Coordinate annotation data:
>>>

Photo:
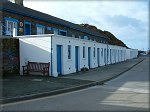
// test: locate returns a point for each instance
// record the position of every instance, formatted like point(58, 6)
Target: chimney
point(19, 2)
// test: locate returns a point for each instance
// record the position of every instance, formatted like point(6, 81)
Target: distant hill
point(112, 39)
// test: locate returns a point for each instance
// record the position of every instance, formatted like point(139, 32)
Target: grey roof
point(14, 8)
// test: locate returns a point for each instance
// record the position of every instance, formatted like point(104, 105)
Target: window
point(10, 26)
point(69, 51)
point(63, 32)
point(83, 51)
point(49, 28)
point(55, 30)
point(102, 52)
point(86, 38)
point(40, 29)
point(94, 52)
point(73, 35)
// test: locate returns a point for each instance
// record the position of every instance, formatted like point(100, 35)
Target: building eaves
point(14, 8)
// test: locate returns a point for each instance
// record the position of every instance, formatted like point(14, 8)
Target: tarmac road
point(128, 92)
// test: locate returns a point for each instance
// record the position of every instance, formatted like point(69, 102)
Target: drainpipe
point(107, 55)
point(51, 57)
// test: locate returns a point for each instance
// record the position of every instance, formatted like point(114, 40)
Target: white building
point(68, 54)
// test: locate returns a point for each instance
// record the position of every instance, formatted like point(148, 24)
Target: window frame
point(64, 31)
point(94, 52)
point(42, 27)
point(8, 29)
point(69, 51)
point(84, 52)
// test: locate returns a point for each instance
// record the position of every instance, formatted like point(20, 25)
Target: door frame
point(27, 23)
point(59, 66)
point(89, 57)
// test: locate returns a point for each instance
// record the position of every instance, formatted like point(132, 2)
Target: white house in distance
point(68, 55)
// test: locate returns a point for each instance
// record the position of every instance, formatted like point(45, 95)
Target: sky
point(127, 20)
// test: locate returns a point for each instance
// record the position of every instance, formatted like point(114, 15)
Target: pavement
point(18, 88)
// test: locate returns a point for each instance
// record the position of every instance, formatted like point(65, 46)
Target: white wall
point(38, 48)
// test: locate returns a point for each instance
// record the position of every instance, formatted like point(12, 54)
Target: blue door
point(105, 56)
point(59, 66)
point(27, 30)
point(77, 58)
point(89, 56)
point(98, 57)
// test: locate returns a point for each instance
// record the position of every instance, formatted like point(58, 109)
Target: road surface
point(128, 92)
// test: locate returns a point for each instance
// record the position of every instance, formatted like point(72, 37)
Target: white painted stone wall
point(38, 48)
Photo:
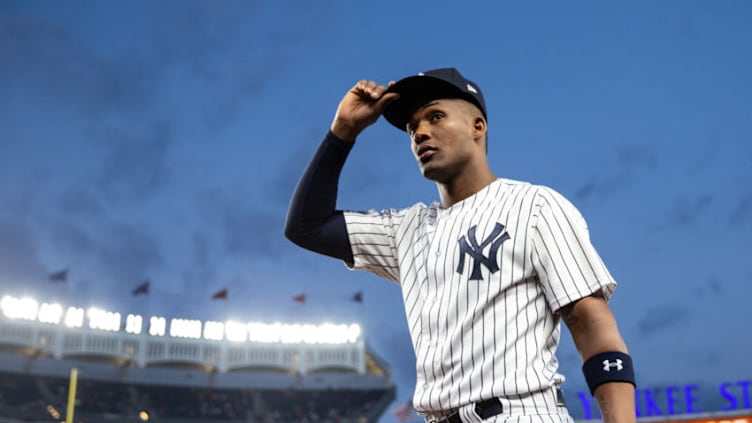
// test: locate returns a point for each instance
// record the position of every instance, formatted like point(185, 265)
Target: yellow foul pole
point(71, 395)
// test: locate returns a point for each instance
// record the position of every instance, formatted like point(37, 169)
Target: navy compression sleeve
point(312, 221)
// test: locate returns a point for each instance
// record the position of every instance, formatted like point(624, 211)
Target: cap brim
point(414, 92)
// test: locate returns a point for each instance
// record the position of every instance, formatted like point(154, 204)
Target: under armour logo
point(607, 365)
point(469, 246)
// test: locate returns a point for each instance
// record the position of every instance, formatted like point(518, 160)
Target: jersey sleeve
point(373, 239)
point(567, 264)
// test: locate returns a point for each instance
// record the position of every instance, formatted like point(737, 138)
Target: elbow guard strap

<<<

§ **TASK REQUIREMENTS**: Lay out the data from its first line up to and including the line with "point(19, 2)" as a Markdown table with the columns Row and Entry, one numbered row per line and no rows for blank lines. Leave the pictures out of the answer.

§ **FULL ANSWER**:
| Row | Entry |
|---|---|
| 1 | Photo: |
| 2 | // test: locate returns a point for each instance |
| 3 | // record the position of every instance, formatted like point(58, 6) |
| 4 | Target: chimney |
| 5 | point(19, 2) |